Richiesta. Riscriva come tabella Markdown tutto ciò che va dalla riga contenente "We are building a detection dataset for the class white painted" fino alla riga contenente "[189,362,218,386]", entrambe incluse, tralasciando le righe vuote. Usi le colonne «Numero», con il numero progressivo di ciascuna riga, e «Contenuto», con la riga stessa.

Voci fornite.
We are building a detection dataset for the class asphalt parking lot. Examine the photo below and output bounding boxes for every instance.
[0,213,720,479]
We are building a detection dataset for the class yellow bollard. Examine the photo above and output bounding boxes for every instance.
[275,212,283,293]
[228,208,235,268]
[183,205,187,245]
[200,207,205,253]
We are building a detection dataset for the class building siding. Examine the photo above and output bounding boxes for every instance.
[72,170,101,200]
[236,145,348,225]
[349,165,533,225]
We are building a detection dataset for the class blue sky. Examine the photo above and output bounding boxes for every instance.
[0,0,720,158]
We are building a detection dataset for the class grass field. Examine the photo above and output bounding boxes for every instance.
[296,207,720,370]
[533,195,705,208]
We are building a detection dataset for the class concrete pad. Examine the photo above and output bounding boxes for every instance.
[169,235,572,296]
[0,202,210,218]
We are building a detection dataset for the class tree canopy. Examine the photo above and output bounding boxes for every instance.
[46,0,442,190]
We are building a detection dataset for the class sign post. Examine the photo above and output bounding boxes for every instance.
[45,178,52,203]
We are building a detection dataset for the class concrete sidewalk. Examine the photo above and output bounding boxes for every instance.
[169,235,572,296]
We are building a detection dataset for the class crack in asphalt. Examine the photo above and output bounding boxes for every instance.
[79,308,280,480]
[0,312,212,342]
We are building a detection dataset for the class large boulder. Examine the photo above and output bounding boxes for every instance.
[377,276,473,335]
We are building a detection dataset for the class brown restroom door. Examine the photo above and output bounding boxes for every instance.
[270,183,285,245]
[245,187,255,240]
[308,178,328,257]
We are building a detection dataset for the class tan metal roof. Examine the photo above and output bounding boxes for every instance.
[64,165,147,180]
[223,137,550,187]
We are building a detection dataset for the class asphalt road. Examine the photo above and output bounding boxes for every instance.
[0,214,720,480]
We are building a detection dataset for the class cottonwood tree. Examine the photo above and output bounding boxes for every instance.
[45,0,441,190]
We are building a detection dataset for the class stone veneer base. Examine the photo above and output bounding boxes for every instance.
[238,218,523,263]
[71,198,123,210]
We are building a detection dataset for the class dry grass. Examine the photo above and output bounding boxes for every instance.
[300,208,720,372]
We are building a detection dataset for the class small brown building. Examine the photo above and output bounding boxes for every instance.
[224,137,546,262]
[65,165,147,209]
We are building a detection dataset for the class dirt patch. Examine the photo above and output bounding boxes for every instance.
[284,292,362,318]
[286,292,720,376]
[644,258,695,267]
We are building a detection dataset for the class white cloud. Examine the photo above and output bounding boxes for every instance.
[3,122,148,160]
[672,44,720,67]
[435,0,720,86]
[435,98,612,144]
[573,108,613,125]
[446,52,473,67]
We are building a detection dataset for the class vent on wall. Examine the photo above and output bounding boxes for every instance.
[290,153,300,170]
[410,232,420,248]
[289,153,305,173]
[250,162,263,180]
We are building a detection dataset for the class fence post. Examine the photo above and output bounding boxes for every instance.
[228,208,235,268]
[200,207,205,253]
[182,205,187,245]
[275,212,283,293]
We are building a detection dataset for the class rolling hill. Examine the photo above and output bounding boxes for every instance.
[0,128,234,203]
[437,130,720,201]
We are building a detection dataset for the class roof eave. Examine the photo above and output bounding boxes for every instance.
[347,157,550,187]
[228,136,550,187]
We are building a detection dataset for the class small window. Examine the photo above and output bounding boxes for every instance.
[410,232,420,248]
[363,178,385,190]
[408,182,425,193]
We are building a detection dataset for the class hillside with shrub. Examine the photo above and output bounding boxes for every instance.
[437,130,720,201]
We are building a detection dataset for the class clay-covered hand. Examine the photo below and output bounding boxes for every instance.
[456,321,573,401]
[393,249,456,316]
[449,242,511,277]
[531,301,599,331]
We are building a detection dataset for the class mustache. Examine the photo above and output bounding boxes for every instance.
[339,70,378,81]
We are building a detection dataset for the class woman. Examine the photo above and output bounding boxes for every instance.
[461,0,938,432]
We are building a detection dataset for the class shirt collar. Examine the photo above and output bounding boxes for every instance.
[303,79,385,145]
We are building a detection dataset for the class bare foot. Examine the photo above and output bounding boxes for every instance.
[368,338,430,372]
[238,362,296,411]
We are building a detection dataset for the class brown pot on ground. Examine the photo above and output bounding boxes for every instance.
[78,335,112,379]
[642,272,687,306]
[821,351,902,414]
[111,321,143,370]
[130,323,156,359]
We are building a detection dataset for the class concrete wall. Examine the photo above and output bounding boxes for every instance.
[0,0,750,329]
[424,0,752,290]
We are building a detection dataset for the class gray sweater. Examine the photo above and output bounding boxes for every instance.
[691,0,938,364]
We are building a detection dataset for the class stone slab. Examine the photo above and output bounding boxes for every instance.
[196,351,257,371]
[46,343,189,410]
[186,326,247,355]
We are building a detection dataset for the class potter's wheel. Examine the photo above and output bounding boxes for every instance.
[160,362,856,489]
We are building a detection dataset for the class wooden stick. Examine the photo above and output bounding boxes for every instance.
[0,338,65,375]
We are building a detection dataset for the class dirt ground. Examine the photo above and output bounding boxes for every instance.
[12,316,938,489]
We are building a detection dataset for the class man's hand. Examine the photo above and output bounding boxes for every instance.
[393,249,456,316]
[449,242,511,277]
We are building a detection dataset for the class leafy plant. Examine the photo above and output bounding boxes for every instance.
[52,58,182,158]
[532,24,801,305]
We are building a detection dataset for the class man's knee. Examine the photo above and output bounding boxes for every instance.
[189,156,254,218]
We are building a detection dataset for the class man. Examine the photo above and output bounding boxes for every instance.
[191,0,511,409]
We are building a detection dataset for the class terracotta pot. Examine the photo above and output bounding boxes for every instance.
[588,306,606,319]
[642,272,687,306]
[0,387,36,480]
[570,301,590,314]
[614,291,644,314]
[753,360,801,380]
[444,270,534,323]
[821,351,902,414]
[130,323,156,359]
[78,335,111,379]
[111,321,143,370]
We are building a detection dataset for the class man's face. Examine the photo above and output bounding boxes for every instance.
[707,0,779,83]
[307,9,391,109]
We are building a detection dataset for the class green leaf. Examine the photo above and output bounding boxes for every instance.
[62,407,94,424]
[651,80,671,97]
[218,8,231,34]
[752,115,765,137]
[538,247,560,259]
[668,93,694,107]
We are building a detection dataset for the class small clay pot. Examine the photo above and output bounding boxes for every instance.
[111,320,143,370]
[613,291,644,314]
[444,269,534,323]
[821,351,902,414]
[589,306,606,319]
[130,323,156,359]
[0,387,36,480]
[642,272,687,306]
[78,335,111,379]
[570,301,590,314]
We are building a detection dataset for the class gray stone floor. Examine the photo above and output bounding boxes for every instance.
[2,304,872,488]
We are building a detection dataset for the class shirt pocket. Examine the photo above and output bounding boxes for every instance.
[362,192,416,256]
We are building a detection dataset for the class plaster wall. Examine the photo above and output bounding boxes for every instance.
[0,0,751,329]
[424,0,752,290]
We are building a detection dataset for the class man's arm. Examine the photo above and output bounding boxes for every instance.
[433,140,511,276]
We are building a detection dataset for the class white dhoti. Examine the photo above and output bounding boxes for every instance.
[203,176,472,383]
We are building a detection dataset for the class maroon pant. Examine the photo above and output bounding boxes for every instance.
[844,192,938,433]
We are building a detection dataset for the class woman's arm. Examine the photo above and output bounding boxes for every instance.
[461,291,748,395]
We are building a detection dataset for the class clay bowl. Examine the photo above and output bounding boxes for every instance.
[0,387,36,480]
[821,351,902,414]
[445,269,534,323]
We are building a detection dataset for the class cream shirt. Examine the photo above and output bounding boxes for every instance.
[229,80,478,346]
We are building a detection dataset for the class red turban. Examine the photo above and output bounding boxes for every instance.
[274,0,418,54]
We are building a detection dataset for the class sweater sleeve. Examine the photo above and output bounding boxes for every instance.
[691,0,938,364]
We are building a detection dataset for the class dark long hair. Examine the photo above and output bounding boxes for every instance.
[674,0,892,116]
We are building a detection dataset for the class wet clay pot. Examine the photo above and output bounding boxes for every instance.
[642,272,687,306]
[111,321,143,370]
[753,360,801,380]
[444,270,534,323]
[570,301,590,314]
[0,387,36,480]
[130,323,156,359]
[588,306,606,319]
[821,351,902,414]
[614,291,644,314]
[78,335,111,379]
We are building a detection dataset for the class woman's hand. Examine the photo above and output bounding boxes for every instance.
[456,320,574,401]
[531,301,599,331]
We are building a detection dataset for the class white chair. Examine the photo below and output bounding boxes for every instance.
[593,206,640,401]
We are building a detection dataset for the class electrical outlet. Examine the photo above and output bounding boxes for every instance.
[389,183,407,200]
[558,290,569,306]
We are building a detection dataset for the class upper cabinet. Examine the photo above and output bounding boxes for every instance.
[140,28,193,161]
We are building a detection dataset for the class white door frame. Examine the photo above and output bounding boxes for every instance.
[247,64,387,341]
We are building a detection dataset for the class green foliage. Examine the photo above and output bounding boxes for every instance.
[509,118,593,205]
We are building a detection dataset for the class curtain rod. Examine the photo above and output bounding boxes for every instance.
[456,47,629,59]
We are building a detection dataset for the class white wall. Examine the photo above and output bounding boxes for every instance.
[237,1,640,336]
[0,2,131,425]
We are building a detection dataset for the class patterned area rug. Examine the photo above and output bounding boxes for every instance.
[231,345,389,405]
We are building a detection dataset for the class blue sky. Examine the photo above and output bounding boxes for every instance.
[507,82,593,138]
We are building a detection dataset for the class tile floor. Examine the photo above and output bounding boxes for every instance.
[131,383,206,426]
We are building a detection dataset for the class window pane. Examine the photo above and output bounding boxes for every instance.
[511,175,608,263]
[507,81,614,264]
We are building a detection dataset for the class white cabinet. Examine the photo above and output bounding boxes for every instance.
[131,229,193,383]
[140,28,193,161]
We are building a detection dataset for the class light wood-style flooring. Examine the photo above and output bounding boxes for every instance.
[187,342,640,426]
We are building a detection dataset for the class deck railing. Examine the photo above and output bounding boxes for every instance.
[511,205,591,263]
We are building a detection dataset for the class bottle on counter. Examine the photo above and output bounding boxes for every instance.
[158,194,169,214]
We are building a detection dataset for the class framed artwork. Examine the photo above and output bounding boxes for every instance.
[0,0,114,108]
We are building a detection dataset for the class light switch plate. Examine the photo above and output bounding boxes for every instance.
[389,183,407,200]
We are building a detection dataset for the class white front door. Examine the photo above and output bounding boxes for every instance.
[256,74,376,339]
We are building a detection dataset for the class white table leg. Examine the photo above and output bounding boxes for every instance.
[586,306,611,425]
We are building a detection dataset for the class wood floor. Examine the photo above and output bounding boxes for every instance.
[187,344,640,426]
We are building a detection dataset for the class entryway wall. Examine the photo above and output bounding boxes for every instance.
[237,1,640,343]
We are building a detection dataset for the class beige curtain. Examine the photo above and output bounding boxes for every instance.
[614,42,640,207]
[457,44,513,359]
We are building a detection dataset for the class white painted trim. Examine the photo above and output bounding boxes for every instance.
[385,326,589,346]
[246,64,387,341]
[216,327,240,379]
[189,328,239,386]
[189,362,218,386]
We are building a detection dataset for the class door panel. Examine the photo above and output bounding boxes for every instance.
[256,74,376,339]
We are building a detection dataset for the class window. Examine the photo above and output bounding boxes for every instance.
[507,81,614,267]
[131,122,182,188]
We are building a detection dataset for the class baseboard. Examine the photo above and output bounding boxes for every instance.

Risposta attesa.
| Numero | Contenuto |
|---|---|
| 1 | We are building a detection dataset for the class white painted trim. Examine the photo above and output bounding boxes for every instance. |
| 2 | [385,326,589,346] |
| 3 | [246,64,387,341] |
| 4 | [216,327,240,379] |
| 5 | [189,328,239,386] |
| 6 | [189,362,218,386] |